*** ARTICLE ***

The higher education system in England will be made fairer for students and taxpayers thanks to major reforms announced by the government today.
Student finance will be put on a more sustainable footing by ensuring more students are paying back their loan in full, and there will be a clampdown on poor-quality university courses that don’t benefit graduates in the long-term.
Under the current system, more people than ever are going to university but too often, students are racking up debt for low-quality courses that do not lead to a graduate job with a good wage. This means that some students never even start paying off their student loan. And currently, only a quarter of students who started full-time undergraduate degrees in 2020/21 are forecast to repay their loans in full.
The cost of student loans is increasing quickly. The value of outstanding loans at the end of March 2021 reached £161 billion and it is forecast to rise to half a trillion pounds by 2043.
The government is today taking action to tackle the problem head-on, rather than passing the problem on to future generations, by setting out major changes to the way students will repay their loans, and creating a sustainable system which also guarantees access for all.
To make the system fairer for students, the student loan interest rate will be set at RPI+0% for new borrowers starting courses from 2023/24, meaning that graduates will no longer repay more than they borrowed in real terms. This meets a key manifesto commitment to address student loan interest rates in this parliament.

*** SUPPLIED DATA ***

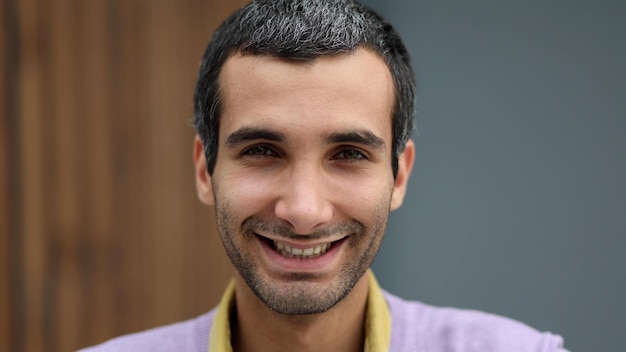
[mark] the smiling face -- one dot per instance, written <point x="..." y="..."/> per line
<point x="303" y="183"/>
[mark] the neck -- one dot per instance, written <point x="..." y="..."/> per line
<point x="256" y="328"/>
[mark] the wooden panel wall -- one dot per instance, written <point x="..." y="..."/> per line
<point x="101" y="231"/>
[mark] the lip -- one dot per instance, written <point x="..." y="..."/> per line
<point x="278" y="262"/>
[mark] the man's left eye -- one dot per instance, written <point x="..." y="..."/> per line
<point x="349" y="154"/>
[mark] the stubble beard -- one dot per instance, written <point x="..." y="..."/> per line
<point x="301" y="295"/>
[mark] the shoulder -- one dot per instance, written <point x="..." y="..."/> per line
<point x="190" y="335"/>
<point x="417" y="326"/>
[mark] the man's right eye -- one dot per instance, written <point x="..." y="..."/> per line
<point x="260" y="150"/>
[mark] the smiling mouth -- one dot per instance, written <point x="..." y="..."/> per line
<point x="301" y="253"/>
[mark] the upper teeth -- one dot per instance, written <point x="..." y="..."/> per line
<point x="292" y="252"/>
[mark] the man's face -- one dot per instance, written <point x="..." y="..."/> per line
<point x="303" y="183"/>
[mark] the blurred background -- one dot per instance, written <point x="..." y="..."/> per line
<point x="517" y="203"/>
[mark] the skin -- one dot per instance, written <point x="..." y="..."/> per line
<point x="304" y="158"/>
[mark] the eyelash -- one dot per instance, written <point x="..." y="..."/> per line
<point x="266" y="151"/>
<point x="263" y="150"/>
<point x="359" y="157"/>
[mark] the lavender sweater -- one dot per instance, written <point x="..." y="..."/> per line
<point x="416" y="327"/>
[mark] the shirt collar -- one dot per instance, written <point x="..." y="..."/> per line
<point x="377" y="320"/>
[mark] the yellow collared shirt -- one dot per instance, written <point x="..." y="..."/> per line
<point x="377" y="320"/>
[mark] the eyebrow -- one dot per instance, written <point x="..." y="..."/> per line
<point x="362" y="137"/>
<point x="247" y="134"/>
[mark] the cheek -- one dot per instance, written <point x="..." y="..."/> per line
<point x="363" y="200"/>
<point x="244" y="192"/>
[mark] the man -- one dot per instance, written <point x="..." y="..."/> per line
<point x="304" y="110"/>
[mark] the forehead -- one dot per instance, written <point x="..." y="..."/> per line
<point x="340" y="91"/>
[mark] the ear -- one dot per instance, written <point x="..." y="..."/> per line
<point x="203" y="179"/>
<point x="405" y="164"/>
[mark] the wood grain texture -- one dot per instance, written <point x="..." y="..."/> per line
<point x="101" y="230"/>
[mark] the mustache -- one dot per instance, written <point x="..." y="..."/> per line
<point x="257" y="225"/>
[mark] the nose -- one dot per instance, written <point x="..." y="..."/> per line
<point x="303" y="200"/>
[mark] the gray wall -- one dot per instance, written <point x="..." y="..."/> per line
<point x="517" y="203"/>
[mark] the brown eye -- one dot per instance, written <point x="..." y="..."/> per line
<point x="350" y="154"/>
<point x="260" y="150"/>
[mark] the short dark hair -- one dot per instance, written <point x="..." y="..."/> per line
<point x="302" y="30"/>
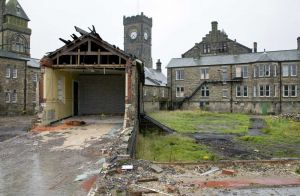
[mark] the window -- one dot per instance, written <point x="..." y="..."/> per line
<point x="204" y="73"/>
<point x="179" y="91"/>
<point x="241" y="91"/>
<point x="275" y="70"/>
<point x="267" y="90"/>
<point x="293" y="70"/>
<point x="293" y="91"/>
<point x="275" y="90"/>
<point x="7" y="97"/>
<point x="14" y="97"/>
<point x="245" y="91"/>
<point x="285" y="90"/>
<point x="254" y="72"/>
<point x="261" y="91"/>
<point x="289" y="70"/>
<point x="34" y="77"/>
<point x="180" y="74"/>
<point x="225" y="93"/>
<point x="15" y="73"/>
<point x="60" y="89"/>
<point x="245" y="71"/>
<point x="7" y="72"/>
<point x="154" y="92"/>
<point x="264" y="70"/>
<point x="204" y="91"/>
<point x="290" y="90"/>
<point x="285" y="70"/>
<point x="224" y="73"/>
<point x="238" y="91"/>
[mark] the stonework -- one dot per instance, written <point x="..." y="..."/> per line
<point x="216" y="42"/>
<point x="138" y="37"/>
<point x="18" y="91"/>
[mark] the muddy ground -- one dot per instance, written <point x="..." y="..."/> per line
<point x="48" y="162"/>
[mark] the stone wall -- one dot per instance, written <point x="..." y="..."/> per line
<point x="155" y="98"/>
<point x="223" y="93"/>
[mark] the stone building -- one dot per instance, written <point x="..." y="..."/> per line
<point x="19" y="73"/>
<point x="216" y="42"/>
<point x="264" y="82"/>
<point x="90" y="76"/>
<point x="138" y="42"/>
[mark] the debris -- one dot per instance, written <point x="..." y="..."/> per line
<point x="212" y="170"/>
<point x="228" y="172"/>
<point x="157" y="191"/>
<point x="171" y="189"/>
<point x="147" y="179"/>
<point x="86" y="175"/>
<point x="156" y="168"/>
<point x="127" y="167"/>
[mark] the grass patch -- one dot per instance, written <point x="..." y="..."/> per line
<point x="202" y="121"/>
<point x="170" y="148"/>
<point x="281" y="139"/>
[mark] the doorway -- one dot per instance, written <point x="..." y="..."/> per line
<point x="75" y="98"/>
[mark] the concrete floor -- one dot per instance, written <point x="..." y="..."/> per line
<point x="46" y="163"/>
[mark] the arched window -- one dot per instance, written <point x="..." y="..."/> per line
<point x="18" y="44"/>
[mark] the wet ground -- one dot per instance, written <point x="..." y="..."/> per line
<point x="47" y="163"/>
<point x="227" y="147"/>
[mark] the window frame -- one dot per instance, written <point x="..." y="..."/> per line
<point x="179" y="74"/>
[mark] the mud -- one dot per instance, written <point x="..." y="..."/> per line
<point x="30" y="166"/>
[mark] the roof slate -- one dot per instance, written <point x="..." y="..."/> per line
<point x="154" y="77"/>
<point x="272" y="56"/>
<point x="11" y="9"/>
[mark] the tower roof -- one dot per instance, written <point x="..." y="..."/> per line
<point x="14" y="8"/>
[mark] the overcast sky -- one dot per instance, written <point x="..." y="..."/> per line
<point x="177" y="24"/>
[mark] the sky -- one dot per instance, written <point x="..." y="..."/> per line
<point x="177" y="24"/>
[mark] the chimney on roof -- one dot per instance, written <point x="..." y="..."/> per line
<point x="214" y="26"/>
<point x="255" y="47"/>
<point x="158" y="65"/>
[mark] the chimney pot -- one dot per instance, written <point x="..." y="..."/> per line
<point x="255" y="47"/>
<point x="214" y="26"/>
<point x="158" y="65"/>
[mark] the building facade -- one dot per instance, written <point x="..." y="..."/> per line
<point x="263" y="83"/>
<point x="216" y="42"/>
<point x="138" y="42"/>
<point x="19" y="74"/>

***

### WHAT YOU WILL DO
Please list every year or academic year that appears in the student finance announcement above, in the order they occur.

### RESPONSE
2020/21, 2021, 2043, 2023/24